Excerpt to read>
In response to a Playboy magazine query, as to whether his record rested on his appeal to adolescents, Wayne said: “Let’s say I hope that I appeal to the more carefree times in a person’s life rather than to his reasoning adulthood.”

He also stated that he would like “to be an image that reminds someone of joy rather than of the problems o the world.” And to another query by Playboy, “Luckily, so far, it seems they kind of consider me an older friend, somebody believable and down-to-earth.”

Wayne attributed his popularity among youngsters to having “played many parts in which I’ve rebelled against something in society.” “I was never much of a joiner,” he elaborated, “Kids do join things, but they also like to consider themselves individuals capable of thinking for themselves. So do I.”

Two and Three-Generation Plots

Wayne’s movies had two or three generational plots.  There were always children in them, and his relationship to the younger generation was central to his screen image, which also accounted for his popularity among adolescents.

Furthermore, in his last films there was an explicit attempt to cater to youngsters, as True Grit, Big Jake, and of course The Cowboys attested. This commercial consideration had to do with the fact that American moviegoers were getting younger and younger; the most frequent moviegoers were well under twenty-one.

Stated goal a> According to the passage on Wayne's appeal to young audiences, which three of his last films showed an explicit attempt to cater to youngsters?
The passage and the entries that come after it have no connection to each other.

Dataset extract>

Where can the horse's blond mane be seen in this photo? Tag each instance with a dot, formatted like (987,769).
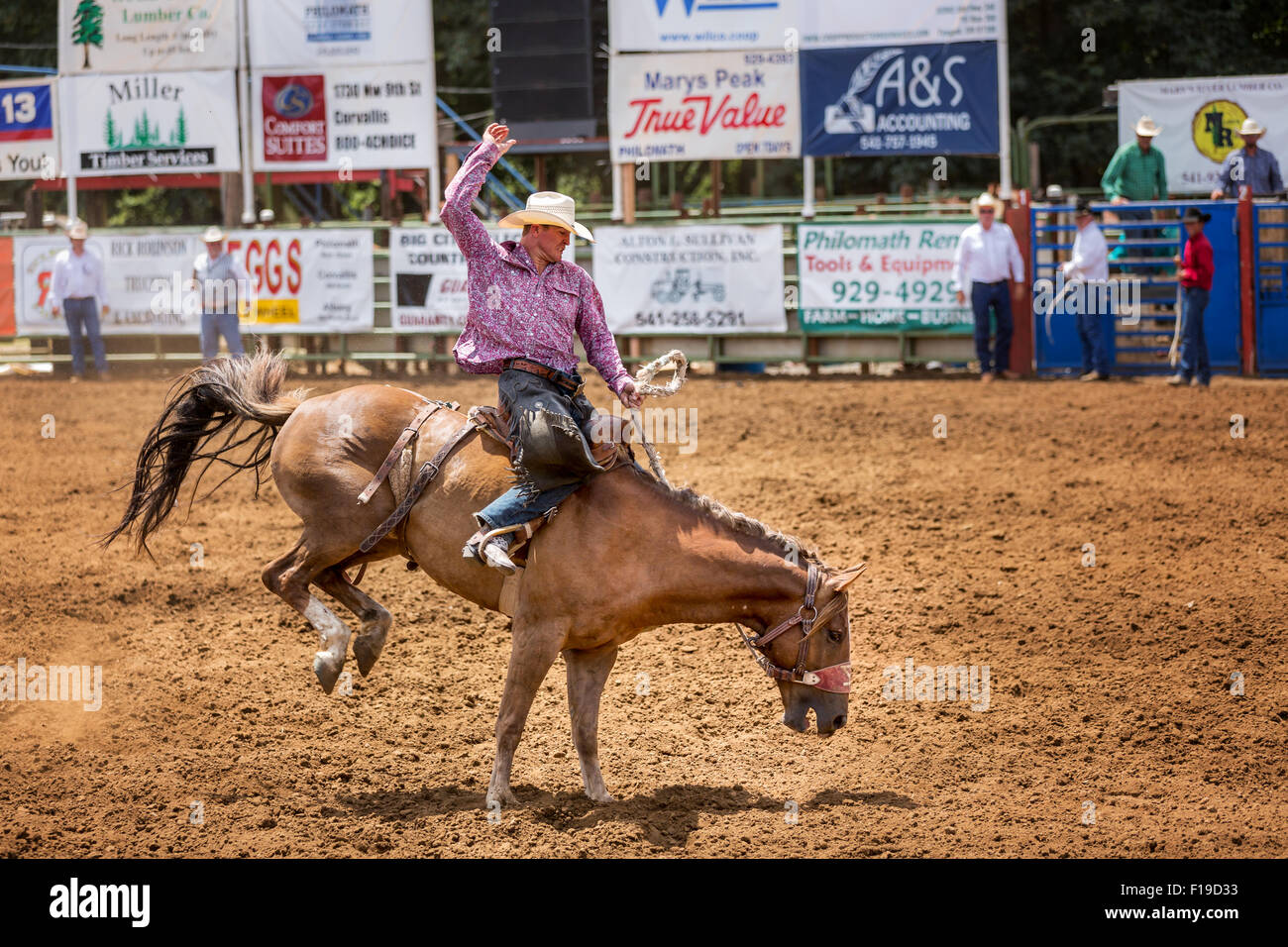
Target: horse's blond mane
(738,522)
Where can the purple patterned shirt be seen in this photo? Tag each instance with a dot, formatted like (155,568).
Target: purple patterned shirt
(514,311)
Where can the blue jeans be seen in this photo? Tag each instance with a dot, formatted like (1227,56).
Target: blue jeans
(84,312)
(215,324)
(984,296)
(1194,363)
(1094,305)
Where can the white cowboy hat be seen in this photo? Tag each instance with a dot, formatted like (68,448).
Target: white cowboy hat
(1250,128)
(549,208)
(987,198)
(1146,127)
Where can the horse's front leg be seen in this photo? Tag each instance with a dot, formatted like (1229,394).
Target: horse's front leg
(533,648)
(588,672)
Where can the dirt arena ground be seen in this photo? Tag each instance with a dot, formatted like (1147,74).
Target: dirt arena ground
(1109,685)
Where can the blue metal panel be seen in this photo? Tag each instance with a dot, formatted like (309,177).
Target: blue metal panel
(1270,286)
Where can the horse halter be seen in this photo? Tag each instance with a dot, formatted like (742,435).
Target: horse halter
(835,678)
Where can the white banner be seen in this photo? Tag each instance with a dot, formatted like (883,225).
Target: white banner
(141,272)
(132,37)
(29,129)
(309,279)
(357,119)
(1201,120)
(879,277)
(150,123)
(707,278)
(703,106)
(670,26)
(309,34)
(428,270)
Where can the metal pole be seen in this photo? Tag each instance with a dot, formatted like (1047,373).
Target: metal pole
(807,202)
(1004,108)
(244,108)
(434,183)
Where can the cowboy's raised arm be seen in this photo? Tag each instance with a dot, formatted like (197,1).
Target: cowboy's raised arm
(458,215)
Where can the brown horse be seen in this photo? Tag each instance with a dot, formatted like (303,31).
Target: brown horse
(625,553)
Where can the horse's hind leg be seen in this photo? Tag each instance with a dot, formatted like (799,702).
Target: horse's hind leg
(375,617)
(288,577)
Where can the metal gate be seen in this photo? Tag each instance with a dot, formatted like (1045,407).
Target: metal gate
(1270,285)
(1141,244)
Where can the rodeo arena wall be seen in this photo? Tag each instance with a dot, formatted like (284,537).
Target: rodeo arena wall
(318,94)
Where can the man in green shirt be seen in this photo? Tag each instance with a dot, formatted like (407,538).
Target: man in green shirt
(1136,172)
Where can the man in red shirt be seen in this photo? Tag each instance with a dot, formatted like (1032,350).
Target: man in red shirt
(1196,274)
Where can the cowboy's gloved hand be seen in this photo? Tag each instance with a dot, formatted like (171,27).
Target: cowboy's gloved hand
(630,397)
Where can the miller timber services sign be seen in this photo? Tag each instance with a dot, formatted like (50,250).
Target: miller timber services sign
(145,35)
(150,123)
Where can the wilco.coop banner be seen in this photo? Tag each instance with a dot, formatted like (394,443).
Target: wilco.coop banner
(1201,120)
(879,277)
(695,106)
(155,123)
(308,281)
(708,279)
(356,118)
(132,37)
(429,277)
(29,147)
(928,99)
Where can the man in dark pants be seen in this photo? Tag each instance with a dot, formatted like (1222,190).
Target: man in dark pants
(78,289)
(987,256)
(1196,273)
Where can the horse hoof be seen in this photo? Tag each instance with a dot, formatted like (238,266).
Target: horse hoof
(366,650)
(326,671)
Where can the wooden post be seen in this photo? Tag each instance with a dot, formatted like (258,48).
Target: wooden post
(627,178)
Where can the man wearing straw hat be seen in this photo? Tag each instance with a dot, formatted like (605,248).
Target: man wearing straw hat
(1136,172)
(1249,166)
(527,304)
(224,286)
(987,256)
(78,287)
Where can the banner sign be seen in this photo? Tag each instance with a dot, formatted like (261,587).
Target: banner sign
(669,26)
(706,279)
(310,34)
(1201,120)
(703,106)
(150,123)
(132,37)
(356,119)
(29,142)
(901,99)
(308,279)
(673,26)
(910,21)
(304,281)
(887,277)
(145,273)
(428,273)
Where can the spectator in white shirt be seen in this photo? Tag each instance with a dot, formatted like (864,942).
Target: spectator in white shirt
(1090,268)
(987,256)
(226,287)
(78,287)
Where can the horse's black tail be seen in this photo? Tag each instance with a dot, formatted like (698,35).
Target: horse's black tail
(220,395)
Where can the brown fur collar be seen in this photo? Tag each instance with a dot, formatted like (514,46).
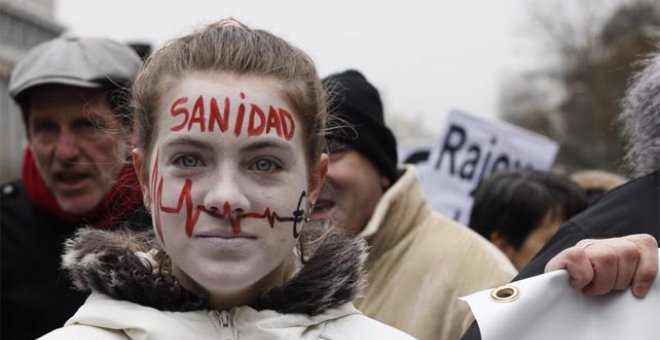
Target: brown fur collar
(105,262)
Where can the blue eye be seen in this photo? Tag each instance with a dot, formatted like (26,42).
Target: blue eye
(188,161)
(265,165)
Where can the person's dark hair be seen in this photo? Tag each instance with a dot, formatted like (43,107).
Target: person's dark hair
(514,203)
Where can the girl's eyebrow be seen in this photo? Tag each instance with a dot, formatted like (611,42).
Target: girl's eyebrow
(187,141)
(263,144)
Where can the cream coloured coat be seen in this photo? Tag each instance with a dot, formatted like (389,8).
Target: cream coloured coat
(420,263)
(105,318)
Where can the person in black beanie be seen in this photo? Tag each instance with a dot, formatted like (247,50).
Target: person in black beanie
(419,262)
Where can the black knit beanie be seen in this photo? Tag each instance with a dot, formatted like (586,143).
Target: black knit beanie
(354,100)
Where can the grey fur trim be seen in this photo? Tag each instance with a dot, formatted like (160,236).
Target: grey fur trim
(333,276)
(641,120)
(105,262)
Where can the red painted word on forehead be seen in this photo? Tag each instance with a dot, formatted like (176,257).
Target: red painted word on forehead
(210,114)
(193,212)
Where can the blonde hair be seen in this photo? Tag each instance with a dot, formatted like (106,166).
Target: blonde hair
(229,46)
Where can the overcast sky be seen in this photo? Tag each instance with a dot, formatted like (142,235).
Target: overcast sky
(426,57)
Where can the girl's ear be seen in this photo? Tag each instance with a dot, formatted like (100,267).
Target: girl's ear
(137,166)
(318,178)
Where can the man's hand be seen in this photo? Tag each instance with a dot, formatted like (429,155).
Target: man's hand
(599,266)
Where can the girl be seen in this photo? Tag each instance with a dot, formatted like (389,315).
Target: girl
(229,157)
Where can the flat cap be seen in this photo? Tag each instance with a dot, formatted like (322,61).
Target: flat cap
(76,61)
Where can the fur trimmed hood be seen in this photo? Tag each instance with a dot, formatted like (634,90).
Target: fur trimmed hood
(121,264)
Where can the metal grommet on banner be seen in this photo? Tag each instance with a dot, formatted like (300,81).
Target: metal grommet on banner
(506,293)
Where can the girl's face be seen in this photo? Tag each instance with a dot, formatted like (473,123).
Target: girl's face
(228,181)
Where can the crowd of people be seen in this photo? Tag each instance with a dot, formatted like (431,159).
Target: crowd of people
(222,188)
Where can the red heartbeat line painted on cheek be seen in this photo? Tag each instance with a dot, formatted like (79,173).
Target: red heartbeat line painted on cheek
(193,212)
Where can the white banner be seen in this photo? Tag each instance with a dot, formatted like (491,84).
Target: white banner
(545,307)
(470,149)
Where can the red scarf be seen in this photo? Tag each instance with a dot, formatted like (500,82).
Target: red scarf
(123,198)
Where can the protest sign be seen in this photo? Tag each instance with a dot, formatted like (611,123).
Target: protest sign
(469,150)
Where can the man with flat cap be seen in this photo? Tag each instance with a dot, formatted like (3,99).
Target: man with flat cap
(419,261)
(74,96)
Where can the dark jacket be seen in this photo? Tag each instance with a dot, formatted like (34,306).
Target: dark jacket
(36,295)
(633,208)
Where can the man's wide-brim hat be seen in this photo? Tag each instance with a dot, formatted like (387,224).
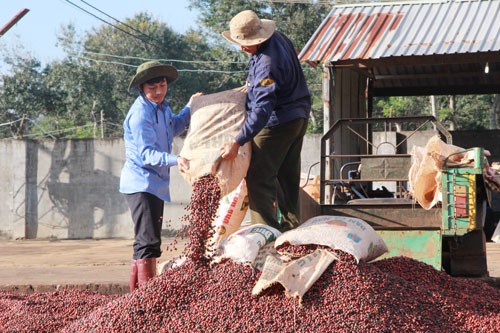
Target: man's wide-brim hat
(247,29)
(150,70)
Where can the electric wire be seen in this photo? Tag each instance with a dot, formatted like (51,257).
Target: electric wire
(111,24)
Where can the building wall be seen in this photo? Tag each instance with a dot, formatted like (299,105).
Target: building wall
(68,189)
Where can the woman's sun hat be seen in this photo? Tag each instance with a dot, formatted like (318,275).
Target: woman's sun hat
(246,29)
(150,70)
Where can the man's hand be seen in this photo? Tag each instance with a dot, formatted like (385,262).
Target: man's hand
(183,164)
(230,150)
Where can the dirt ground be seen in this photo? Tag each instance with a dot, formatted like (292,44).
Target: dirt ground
(100,265)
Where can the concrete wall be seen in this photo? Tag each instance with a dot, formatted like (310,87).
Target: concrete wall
(68,189)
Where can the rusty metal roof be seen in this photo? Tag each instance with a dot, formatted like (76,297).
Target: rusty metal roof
(414,48)
(380,30)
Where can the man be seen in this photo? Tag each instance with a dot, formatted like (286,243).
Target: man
(278,105)
(149,129)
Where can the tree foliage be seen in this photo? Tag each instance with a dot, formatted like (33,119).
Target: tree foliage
(85,94)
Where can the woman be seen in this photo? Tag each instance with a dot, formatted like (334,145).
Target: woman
(149,130)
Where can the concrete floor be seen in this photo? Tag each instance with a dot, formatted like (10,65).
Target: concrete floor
(100,265)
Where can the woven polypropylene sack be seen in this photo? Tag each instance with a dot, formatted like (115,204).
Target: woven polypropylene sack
(348,234)
(215,120)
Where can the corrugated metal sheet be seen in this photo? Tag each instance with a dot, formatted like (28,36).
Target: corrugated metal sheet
(374,31)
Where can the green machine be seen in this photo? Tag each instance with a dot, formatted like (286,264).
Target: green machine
(367,177)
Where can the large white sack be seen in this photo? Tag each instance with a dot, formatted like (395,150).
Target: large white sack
(348,234)
(216,119)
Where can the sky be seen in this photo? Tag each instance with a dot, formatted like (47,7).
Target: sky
(37,30)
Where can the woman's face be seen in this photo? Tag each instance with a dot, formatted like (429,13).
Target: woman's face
(250,49)
(155,92)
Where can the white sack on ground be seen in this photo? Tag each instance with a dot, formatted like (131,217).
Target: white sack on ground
(244,245)
(348,234)
(296,276)
(215,120)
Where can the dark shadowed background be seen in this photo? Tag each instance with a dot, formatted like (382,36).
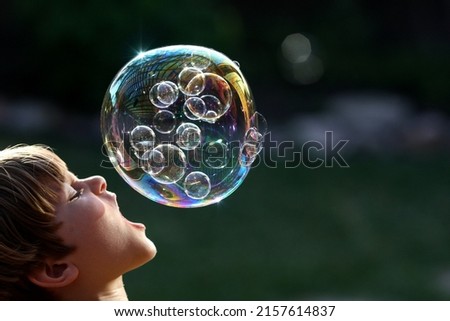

Stated goal b> Return each line of the entries that contains the string "tail". Case counts.

Written solution a> True Grit, Big Jake, and The Cowboys.

Written solution b>
Where can the horse's black tail be seen in this photo? Tag each instance with a dot, formatted like (698,35).
Target: horse's black tail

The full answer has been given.